Excerpted text -
He's getting 80% of the gross = 48,000/month. That's impressive income, half a million a year for what amounts to a good idea implemented at the right time. I love reading stories like this, and it demonstrates that there are still many opportunities out there. I don't understand some of these comments which seem to resent his success or belittle his company as "not a unicorn". That's good money, he works for himself, not beholden to investors or creditors, and he's raising a young family in an affordable region. Congratulations to him for a job well done.
Thank you! I’ll be first to admit it was perfect timing (which wasn’t planned at all). The freedom is what I was looking for; if nobody buys it, I’ll happy just keep running it. If Stripe launches the same features, I’ll figure out how to pivot. Or, build something completely new. Who knows what the future holds.
I foresee a potential scenario where Stripe hires you if they deem what you have created, and more importantly the person behind its creation, is worth integrating. I would be surprised if you do not see formal contact from them (if you haven't already)!
Thanks! I work closely with several people at Stripe already across many different teams, so not really holding out hope for anything. Very happy and content with where I’m at.
“If Stripe Launches the same features” is a scary reality that I’ve been through twice. As a software developer with a young family the urge to pivot and take risk becomes less and less. Good for you for having the enthusiasm and energy to keep going.
I should mention, I already went through that with Stripe once. I did an interview for Mixergy here describing what happened. TLDR: I built an analytics app on Stripe, then they launched Dashboard for iOS. Didn't matter because we knew we hit a dead end and weren't into it.
It seems that almost all the successful startup ideas these days involve integrating with some major platform and reinforcing their dominance whilst being at their mercy.
"I personally respond to every single support request. This allows me to keep my pulse on what’s working and what isn’t, and get ahead of the features that are being requested often."
I had the opportunity to play a very small part in a previous project of Ryan’s. He’s a great person and I’m incredibly happy to see the success he’s had.

Rows -

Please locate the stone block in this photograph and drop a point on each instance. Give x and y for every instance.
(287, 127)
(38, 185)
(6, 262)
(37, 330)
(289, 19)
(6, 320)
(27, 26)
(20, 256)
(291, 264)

Exercise 1 - In the comment thread about the Stripe-based business, update the passage between "I should mention, I" and "at their mercy.", inclusive, replacing "analytics" with "reporting".
Exercise 2 - Work out how many lines of the records contain the string "point", and give only that number.

Answer 1 -
I should mention, I already went through that with Stripe once. I did an interview for Mixergy here describing what happened. TLDR: I built an reporting app on Stripe, then they launched Dashboard for iOS. Didn't matter because we knew we hit a dead end and weren't into it.
It seems that almost all the successful startup ideas these days involve integrating with some major platform and reinforcing their dominance whilst being at their mercy.

Answer 2 - 1